** Opening DATASET ENTRIES block **

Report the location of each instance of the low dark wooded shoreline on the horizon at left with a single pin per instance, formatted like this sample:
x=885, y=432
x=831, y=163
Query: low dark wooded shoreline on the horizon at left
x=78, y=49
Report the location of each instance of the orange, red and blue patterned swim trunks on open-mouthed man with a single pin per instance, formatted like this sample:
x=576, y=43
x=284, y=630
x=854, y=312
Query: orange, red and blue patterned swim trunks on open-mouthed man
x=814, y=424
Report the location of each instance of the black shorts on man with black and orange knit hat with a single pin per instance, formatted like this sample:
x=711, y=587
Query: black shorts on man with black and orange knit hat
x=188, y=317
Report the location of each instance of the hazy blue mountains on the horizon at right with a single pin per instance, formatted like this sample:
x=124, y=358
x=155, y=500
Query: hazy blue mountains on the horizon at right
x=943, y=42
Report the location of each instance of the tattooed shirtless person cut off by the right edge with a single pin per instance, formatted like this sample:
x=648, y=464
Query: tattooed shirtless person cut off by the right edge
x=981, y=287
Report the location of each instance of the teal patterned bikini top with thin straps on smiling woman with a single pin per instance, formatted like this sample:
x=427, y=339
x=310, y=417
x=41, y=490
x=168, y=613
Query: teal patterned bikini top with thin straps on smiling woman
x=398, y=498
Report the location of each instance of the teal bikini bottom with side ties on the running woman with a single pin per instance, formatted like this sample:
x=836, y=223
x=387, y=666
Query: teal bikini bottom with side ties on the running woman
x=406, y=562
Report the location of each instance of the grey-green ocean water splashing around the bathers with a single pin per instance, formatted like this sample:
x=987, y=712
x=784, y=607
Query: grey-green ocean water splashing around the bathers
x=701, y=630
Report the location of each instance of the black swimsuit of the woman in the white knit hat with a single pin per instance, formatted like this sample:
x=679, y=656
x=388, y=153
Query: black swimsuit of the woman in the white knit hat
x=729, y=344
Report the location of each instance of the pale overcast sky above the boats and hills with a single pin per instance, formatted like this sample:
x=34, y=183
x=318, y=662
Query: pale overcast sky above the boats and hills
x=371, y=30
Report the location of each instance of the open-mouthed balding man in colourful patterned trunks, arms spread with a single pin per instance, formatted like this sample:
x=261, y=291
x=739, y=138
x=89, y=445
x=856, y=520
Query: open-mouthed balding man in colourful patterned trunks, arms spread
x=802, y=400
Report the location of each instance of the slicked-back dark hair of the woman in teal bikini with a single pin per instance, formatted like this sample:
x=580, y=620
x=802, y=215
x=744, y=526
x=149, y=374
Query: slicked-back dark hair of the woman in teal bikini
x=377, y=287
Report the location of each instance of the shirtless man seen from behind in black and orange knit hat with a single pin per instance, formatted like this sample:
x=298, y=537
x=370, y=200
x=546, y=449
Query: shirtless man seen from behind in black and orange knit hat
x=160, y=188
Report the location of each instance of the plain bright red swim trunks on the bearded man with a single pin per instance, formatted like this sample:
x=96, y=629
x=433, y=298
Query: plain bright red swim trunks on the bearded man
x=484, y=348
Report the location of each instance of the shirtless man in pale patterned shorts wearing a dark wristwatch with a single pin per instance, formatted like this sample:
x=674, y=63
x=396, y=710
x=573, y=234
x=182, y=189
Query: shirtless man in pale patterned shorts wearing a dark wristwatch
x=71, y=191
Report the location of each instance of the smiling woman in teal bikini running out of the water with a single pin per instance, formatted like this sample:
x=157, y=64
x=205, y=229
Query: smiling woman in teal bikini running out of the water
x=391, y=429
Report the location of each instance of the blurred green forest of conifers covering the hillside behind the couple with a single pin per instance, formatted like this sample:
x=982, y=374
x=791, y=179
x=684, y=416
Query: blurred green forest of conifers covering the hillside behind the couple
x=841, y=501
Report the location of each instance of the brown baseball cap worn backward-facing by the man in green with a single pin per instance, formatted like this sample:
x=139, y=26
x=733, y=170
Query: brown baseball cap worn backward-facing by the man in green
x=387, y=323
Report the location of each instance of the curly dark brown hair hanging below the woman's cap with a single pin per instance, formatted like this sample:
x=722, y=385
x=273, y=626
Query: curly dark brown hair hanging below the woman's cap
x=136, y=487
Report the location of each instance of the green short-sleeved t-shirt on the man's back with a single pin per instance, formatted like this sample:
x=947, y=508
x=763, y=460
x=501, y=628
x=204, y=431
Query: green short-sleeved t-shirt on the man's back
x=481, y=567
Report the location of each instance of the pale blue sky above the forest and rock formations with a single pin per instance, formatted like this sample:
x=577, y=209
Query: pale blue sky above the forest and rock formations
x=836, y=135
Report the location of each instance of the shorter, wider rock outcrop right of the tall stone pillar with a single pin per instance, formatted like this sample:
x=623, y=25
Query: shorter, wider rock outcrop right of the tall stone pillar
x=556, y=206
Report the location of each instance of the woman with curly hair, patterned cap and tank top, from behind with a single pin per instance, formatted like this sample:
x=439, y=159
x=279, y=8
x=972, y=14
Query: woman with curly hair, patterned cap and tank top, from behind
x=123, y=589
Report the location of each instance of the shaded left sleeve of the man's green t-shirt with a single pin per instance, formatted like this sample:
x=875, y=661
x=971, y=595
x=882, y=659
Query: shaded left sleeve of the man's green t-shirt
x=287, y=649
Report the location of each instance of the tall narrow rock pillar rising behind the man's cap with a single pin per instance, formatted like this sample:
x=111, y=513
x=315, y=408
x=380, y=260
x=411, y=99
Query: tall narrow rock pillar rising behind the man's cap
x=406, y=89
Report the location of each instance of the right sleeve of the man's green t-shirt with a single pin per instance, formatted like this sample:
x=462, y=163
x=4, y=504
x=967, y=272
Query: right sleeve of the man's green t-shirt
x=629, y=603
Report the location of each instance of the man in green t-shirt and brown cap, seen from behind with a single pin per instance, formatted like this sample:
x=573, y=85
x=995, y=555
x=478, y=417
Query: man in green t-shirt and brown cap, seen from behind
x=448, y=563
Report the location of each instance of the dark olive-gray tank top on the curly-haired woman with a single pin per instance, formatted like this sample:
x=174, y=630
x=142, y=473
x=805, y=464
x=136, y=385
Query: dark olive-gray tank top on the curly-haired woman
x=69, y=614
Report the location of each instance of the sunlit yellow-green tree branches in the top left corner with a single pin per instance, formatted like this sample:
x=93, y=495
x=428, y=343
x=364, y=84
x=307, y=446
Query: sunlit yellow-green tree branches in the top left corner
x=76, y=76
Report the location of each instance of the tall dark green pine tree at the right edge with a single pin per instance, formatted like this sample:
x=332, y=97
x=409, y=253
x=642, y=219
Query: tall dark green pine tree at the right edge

** Closing DATASET ENTRIES block **

→ **PROBLEM REQUIREMENTS**: What is needed is an exact copy of all the records.

→ **ANSWER BOX**:
Report the location of each instance of the low dark wooded shoreline on the horizon at left with a single pin per instance, formatted like this sample:
x=885, y=432
x=831, y=163
Query: low dark wooded shoreline on the horizon at left
x=78, y=49
Report the location of each instance of the orange, red and blue patterned swim trunks on open-mouthed man with a single pin per instance, formatted like this sample:
x=576, y=43
x=284, y=630
x=854, y=312
Query: orange, red and blue patterned swim trunks on open-mouthed man
x=814, y=424
Report the location of each instance of the black shorts on man with black and orange knit hat with a single pin per instance, formatted like this sample:
x=711, y=587
Query: black shorts on man with black and orange knit hat
x=188, y=317
Report the location of each instance of the hazy blue mountains on the horizon at right with a single pin per instance, formatted like this sample:
x=124, y=358
x=155, y=500
Query: hazy blue mountains on the horizon at right
x=943, y=42
Report the location of each instance of the tattooed shirtless person cut off by the right edge with a single pin per instance, formatted like this sample:
x=648, y=464
Query: tattooed shirtless person cut off by the right edge
x=981, y=287
Report the location of each instance of the teal patterned bikini top with thin straps on smiling woman with a single pin per instance, formatted like this sample:
x=427, y=339
x=310, y=417
x=41, y=490
x=168, y=613
Query: teal patterned bikini top with thin straps on smiling woman
x=398, y=498
Report the location of each instance of the teal bikini bottom with side ties on the running woman with a single pin per instance, formatted like this sample:
x=836, y=223
x=387, y=666
Query: teal bikini bottom with side ties on the running woman
x=406, y=562
Report the location of each instance of the grey-green ocean water splashing around the bathers with a single pin per instance, formatted like this sample:
x=987, y=712
x=784, y=607
Query: grey-green ocean water splashing around the bathers
x=701, y=630
Report the location of each instance of the black swimsuit of the woman in the white knit hat with a single pin per instance, formatted like this sample:
x=679, y=656
x=388, y=153
Query: black swimsuit of the woman in the white knit hat
x=729, y=344
Report the location of each instance of the pale overcast sky above the boats and hills with a single pin per instance, formatted like this sample:
x=34, y=183
x=318, y=662
Query: pale overcast sky above the boats and hills
x=371, y=30
Report the location of each instance of the open-mouthed balding man in colourful patterned trunks, arms spread with a single pin per instance, formatted like this sample:
x=261, y=291
x=739, y=138
x=89, y=445
x=856, y=520
Query: open-mouthed balding man in colourful patterned trunks, arms spread
x=802, y=400
Report the location of each instance of the slicked-back dark hair of the woman in teal bikini with a single pin per instance, formatted like this sample:
x=580, y=620
x=802, y=215
x=744, y=526
x=149, y=374
Query: slicked-back dark hair of the woman in teal bikini
x=377, y=287
Report the location of each instance of the shirtless man seen from behind in black and orange knit hat with a single pin per instance, formatted like this sample:
x=298, y=537
x=370, y=200
x=546, y=449
Query: shirtless man seen from behind in black and orange knit hat
x=160, y=188
Report the location of each instance of the plain bright red swim trunks on the bearded man with a single pin per instance, formatted like this sample:
x=96, y=629
x=433, y=298
Query: plain bright red swim trunks on the bearded man
x=484, y=348
Report the location of each instance of the shirtless man in pale patterned shorts wearing a dark wristwatch with a single pin per instance, formatted like this sample:
x=674, y=63
x=396, y=710
x=573, y=234
x=182, y=189
Query: shirtless man in pale patterned shorts wearing a dark wristwatch
x=71, y=191
Report the location of each instance of the smiling woman in teal bikini running out of the water with a single pin per instance, formatted like this sample:
x=157, y=64
x=205, y=229
Query: smiling woman in teal bikini running out of the water
x=391, y=429
Report the location of each instance of the blurred green forest of conifers covering the hillside behind the couple with a single pin per instance, formatted like this sample:
x=982, y=374
x=791, y=179
x=684, y=416
Query: blurred green forest of conifers covering the hillside behind the couple
x=841, y=501
Report the location of each instance of the brown baseball cap worn backward-facing by the man in green with a single pin per instance, formatted like this sample:
x=139, y=26
x=733, y=170
Query: brown baseball cap worn backward-facing by the man in green
x=387, y=323
Report the location of each instance of the curly dark brown hair hanging below the woman's cap with a single pin per instance, formatted like this sample:
x=722, y=385
x=273, y=626
Query: curly dark brown hair hanging below the woman's cap
x=136, y=487
Report the location of each instance of the green short-sleeved t-shirt on the man's back with a single pin per instance, formatted like this sample:
x=947, y=508
x=763, y=460
x=501, y=628
x=204, y=431
Query: green short-sleeved t-shirt on the man's back
x=481, y=567
Report the location of each instance of the pale blue sky above the forest and rock formations with a single pin per instance, formatted like this sample:
x=577, y=209
Query: pale blue sky above the forest and rock formations
x=836, y=135
Report the location of each instance of the shorter, wider rock outcrop right of the tall stone pillar with a single pin per instance, formatted like this sample:
x=623, y=25
Query: shorter, wider rock outcrop right of the tall stone pillar
x=556, y=206
Report the location of each instance of the woman with curly hair, patterned cap and tank top, from behind with a single pin per instance, formatted like this sample:
x=439, y=159
x=279, y=8
x=972, y=14
Query: woman with curly hair, patterned cap and tank top, from behind
x=123, y=589
Report the location of each instance of the shaded left sleeve of the man's green t-shirt with a single pin per instance, formatted like this sample:
x=875, y=661
x=971, y=595
x=882, y=659
Query: shaded left sleeve of the man's green t-shirt
x=287, y=649
Report the location of each instance of the tall narrow rock pillar rising behind the man's cap with a single pin per instance, formatted like this sample:
x=111, y=513
x=315, y=408
x=380, y=260
x=411, y=99
Query: tall narrow rock pillar rising behind the man's cap
x=406, y=89
Report the location of each instance of the right sleeve of the man's green t-shirt with a single pin per instance, formatted like this sample:
x=462, y=163
x=4, y=504
x=967, y=272
Query: right sleeve of the man's green t-shirt
x=629, y=603
Report the location of each instance of the man in green t-shirt and brown cap, seen from behind with a single pin per instance, formatted like this sample:
x=573, y=85
x=995, y=555
x=478, y=417
Query: man in green t-shirt and brown cap, seen from behind
x=448, y=563
Report the location of each instance of the dark olive-gray tank top on the curly-haired woman with a single pin per instance, formatted like this sample:
x=174, y=630
x=142, y=473
x=805, y=464
x=136, y=385
Query: dark olive-gray tank top on the curly-haired woman
x=69, y=614
Report the location of each instance of the sunlit yellow-green tree branches in the top left corner with a single pin per instance, formatted like this sample:
x=93, y=495
x=428, y=343
x=364, y=84
x=307, y=446
Query: sunlit yellow-green tree branches in the top left corner
x=76, y=76
Report the location of each instance of the tall dark green pine tree at the right edge with a single pin per instance, formatted like this sample:
x=332, y=97
x=409, y=253
x=642, y=219
Query: tall dark green pine tree at the right edge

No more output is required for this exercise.